*課題*
下の記録をすべて、一字一句変えずに出力してください。画像は出力に含めないこと。

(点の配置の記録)

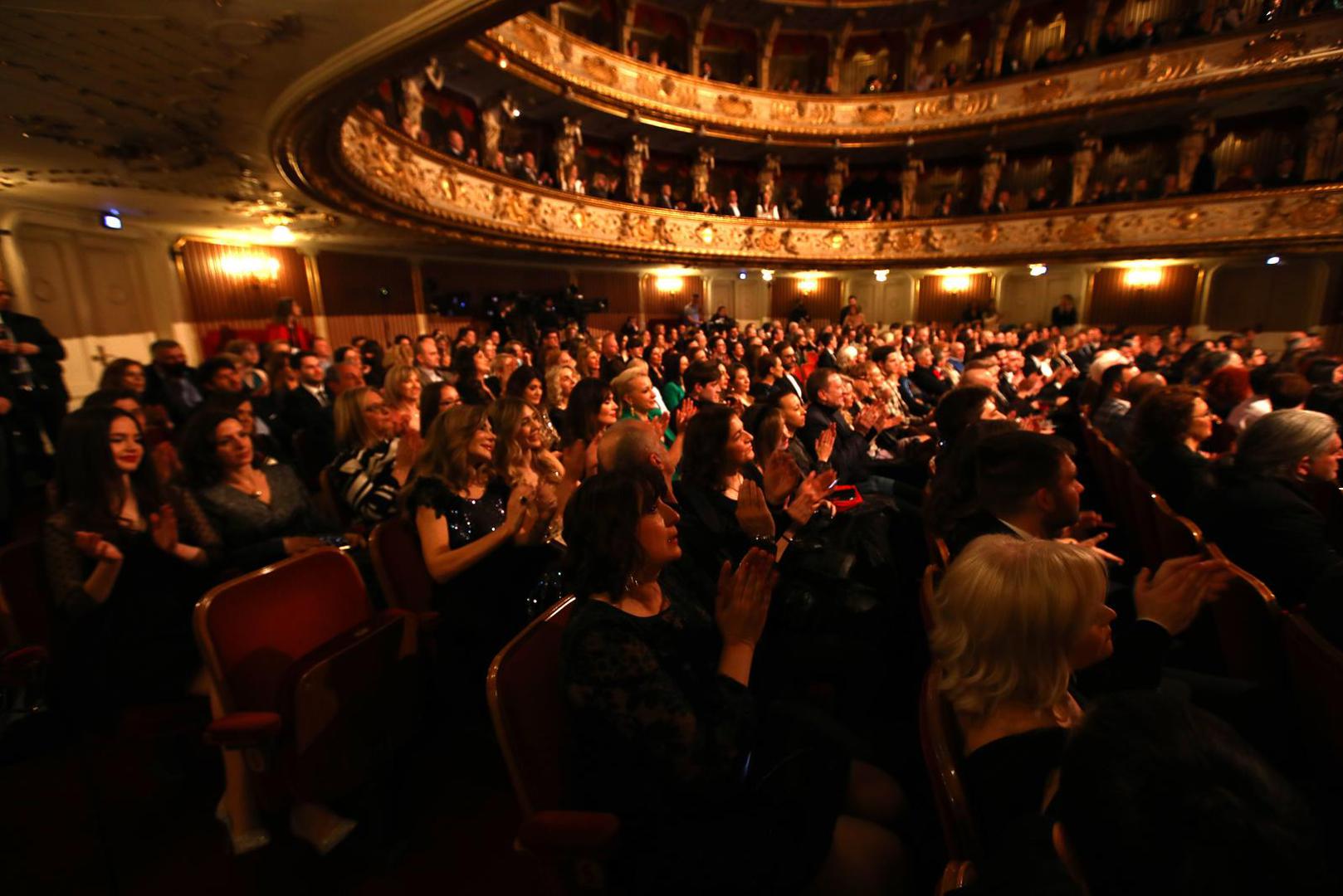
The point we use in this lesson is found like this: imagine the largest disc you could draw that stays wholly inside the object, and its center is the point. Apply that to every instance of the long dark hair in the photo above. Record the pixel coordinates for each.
(703, 460)
(584, 405)
(602, 529)
(200, 464)
(87, 480)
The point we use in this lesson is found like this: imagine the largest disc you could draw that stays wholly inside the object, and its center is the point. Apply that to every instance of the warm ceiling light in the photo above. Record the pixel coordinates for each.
(258, 268)
(1145, 275)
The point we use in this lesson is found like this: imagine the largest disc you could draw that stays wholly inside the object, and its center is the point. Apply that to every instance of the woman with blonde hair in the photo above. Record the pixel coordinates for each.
(480, 536)
(374, 462)
(402, 390)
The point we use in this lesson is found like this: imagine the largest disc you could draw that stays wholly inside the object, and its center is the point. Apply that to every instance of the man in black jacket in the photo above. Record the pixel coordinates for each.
(1262, 514)
(32, 359)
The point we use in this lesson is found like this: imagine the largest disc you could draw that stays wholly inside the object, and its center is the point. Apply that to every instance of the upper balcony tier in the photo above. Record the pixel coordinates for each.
(374, 171)
(613, 82)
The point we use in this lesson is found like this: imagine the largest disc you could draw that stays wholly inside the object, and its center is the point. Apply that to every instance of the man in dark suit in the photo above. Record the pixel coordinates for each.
(789, 358)
(32, 359)
(169, 382)
(925, 377)
(1277, 460)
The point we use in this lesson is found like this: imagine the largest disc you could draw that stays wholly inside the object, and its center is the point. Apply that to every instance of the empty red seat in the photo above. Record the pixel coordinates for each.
(315, 685)
(530, 724)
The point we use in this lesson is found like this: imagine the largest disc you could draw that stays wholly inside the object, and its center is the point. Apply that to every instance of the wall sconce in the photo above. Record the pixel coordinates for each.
(260, 269)
(1142, 277)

*出力*
The point we use in this lesson is found like this: imagine the largest disc you could draw that stays wholly inside the object, and its center is the point. Apply that to every instance of the long dark hair in the photo above. Record the pixel coordinates for each.
(703, 460)
(584, 405)
(602, 529)
(200, 464)
(87, 480)
The point we use in this lesson is found like this: imagine the largest disc you could draw that stays wholly inside the object, and its center is the point. Apply that to every instance of the warm ceiling light in the photo above. Record the pixel coordinates for each.
(258, 268)
(1145, 275)
The point we use in this lesson is found like this: imagine the largest disc you could draw that stays wholly inside the object, and its center is the point. Apply that to every instance of the woman with blonde hair in the photo above. Record the pixel coordinates for each.
(480, 536)
(374, 462)
(402, 390)
The point we use in this lesson is found like this: imagine the largest disc you could draw that stays wholly inside the object, and its center is the point. Apply that to every instance of the man in black jacket in the photo above. Record the pixel coordinates for each.
(1262, 514)
(32, 359)
The point we use in this lesson is found like this: imagine the largest disc you could draw that stays wholly inside the object, and its center is the point. Apply that to every instance of the upper balcony tier in the photo above. Record the pixel coordinates for each.
(374, 171)
(613, 82)
The point we use in this lesson is found like this: imagine the largest disc you could draw that stays wholly inside the object, and its center is the point. Apply that to every instance of the man in dark suit in the photo above. Record the pixel coordinates for each.
(789, 358)
(32, 359)
(169, 382)
(925, 377)
(1277, 460)
The point we use in this lesson is found like this: imagine the largest disc you could draw that stays wholly inside the object, and its center is the point. Apply that to every instance of the empty red seat in the photo above. Record the pixel coordinates for each.
(315, 685)
(530, 724)
The point we use in this lesson is found like this: imagine the largest disc you could draw that stays wholly inside the object, and its center is the point. Apply that to every instance of the wall sconce in the photo above. Record the pixel coordinates for each.
(260, 269)
(1142, 277)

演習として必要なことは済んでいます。